▶ [Direction 1]: Extract from the heat transfer thread the passage starting at "7) The power" and ending at "problem this way?".
▶ [Direction 2]: Continue the heat transfer thread from the point at which it stops.

▶ [Selected passage]:
>> begin
This assumes the winding is in non moving free air so when it's not, I'm using a thermocouple attached to the surface to get the heat rise.

For the 1D equation being off, it was low.  But again, the length can quite often range from 8*diameter to 1/2*diameter so I'm petty sure we need to take it into account.

Now for the construction:
The windings are made up of 2 layers of dielectric and 2 layers of foil rolled up like a Twinkie. One layer of foil would extend out one side just a little bit and the other would extend out the other side just a little bit.  These extensions are then sprayed with a molten metal (zinc) that turns the end of the winding into a solid metal plate.  A typical dielectric thickness would be around 8 microns and a typical foil thickness would be around 6 microns.  The metal spray on then ends is about .025" thick.  If a winding were completely unwound it would quite often be over 10,000in long.

When I was trying to come up with a better way of doing the heat transfer, I tried to put it in terms that I could understand (being an electrical engineer).  Here's what I've come up with so far:

1) Look in the radial direction and combine all the dielectric layers into one resistance and all the foil layers into another resistance.

2) Look at these resistances as series resistors.

3) Then in the lengthwise direction do the same thing only look at the resistive materials like parallel resistors.  

4) Since the center of the winding would be the hotspot, treat it's temperature like one voltage potential.

5) Since the outside of the winding would be generally uniform in temperature, treat the outside like another voltage potential.

6) Again, since the outside of the winding is generally uniform in temperature, connect the "series" resistances in parallel with the "parallel" resistances.

7) The power dissipated is known and the resistance is known so the temperature or "Voltage potential" between the two should be V=sqrt(P*R).

The only thing that's really left to be found is how the cylindrical construction effects the equivalent resistances in #2 above.  
What are your thoughts on approaching the problem this way?
 

RE: Conductive heat transfer through a finite cylinder with generation

OK.  That is much clearer.  A few comments on your terminology and your computations:

1)  "K" is typically reserved for thermal conductivity (W/mK or W/mC--they are the same since the K or C int he denominator is actually a temperature difference), while "h" is used for a convection coefficient (W/m^2K).  Thus, your "K" that appears in your temperature rise equation is actually a 1/h.  It is in weird units (mixed inches/metric), but is actually the reciprocal of a convection coefficient.

2) Converting to metric units (I am more accustomed), means that your "K" of 176 in^2/W equates to an "h" of about 8.8 W/m^2K, which is about right for "free convection" to otherwise still air (i.e. circulation due to buoyancy forces only).  

Question:  given your known power dissipation (in watts) does this value produce a surface temperature that agrees with your experimental results?  "h" can be anywhere between 5 and 50 W/mK, depending upon the configuration, so you may need to adjust your value of 1/h (or "K" as you put it) accordingly ("h" is very configuration dependent and is best measured directly if possible).
>> end
(Records from a collection)
>> begin
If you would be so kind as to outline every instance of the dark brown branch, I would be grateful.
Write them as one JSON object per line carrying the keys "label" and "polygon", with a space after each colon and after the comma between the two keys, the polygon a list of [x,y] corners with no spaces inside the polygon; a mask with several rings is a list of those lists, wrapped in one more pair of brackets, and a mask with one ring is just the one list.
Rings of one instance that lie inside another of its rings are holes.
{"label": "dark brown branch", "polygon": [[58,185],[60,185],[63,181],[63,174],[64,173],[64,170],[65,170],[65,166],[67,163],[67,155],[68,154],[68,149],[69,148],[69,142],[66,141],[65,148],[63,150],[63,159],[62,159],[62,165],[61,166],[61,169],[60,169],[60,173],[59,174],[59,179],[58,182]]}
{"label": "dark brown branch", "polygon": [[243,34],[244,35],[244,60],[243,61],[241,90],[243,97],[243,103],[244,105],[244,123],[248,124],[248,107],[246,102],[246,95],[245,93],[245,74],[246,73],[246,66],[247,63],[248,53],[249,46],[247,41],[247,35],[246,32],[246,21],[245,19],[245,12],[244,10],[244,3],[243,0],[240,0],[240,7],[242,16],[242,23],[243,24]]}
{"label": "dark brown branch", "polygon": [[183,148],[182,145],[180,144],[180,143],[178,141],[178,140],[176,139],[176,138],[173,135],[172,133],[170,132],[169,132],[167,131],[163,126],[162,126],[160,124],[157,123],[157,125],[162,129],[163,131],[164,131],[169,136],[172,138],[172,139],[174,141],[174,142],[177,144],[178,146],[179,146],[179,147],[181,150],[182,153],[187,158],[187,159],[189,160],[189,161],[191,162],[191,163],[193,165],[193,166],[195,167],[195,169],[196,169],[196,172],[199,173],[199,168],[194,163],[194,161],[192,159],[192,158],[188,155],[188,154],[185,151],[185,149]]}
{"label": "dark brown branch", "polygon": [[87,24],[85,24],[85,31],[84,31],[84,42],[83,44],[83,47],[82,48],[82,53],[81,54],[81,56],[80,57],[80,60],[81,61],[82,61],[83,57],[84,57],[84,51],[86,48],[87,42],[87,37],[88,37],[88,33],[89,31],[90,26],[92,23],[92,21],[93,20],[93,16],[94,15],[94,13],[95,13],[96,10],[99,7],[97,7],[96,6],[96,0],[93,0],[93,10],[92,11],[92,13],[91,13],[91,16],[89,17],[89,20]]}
>> end
▶ [Written response 1]:
7) The power dissipated is known and the resistance is known so the temperature or "Voltage potential" between the two should be V=sqrt(P*R).

The only thing that's really left to be found is how the cylindrical construction effects the equivalent resistances in #2 above.  
What are your thoughts on approaching the problem this way?

▶ [Written response 2]:
3)  Based on your description of the capacitor, it does not sound like you can assume homogeneous composition due to the layered nature of the capacitor, unless the thermal conductivities of the film and dielectric are very close.  Therefore, I do not recommend the infinite cylinder approximation, nor the bessel-function based finite cylinder approximation.  Instead, I recommend a numerical approach--not too different from what you are proposing--but with a couple of modifications:

a)  The heat generated in each layer of the film can actually move in 3 directions:  (1) axially along the film, (2) radially through the dielectric and into the other film, and (3) "spirally" along the film until it gets all the way to the outside surface of the capacitor.  How much flows in each direction depends upon the relative thermal conductivities of the component materials.  I would then suggest modeling each layer of the capacitor as a node with three resistors connected to it:  one connected to the end (axial conduction), one connected to the dielectric, and one connected (spirally) to the next layer of the film.  You would basically be treating the spiral construction as a series of annular rings (like rings of a tree), but where each ring is joined to the ring two rings further out by a resistor (two rings out because of the other layer of film).

b)  Be sure to take into account the increased size of each ring, which will increase linearly with radius from the center.  The area over which the heat is passing is increasing (A=2*pi*r*L, where L is the length of the capacitor).

c)  At each node, add in a "current source" that reflects the amount of heat added at that layer of the capacitor.  Assuming the heat is generated in a uniform volumetric manner within each layer, this will also increase radially within the capacitor.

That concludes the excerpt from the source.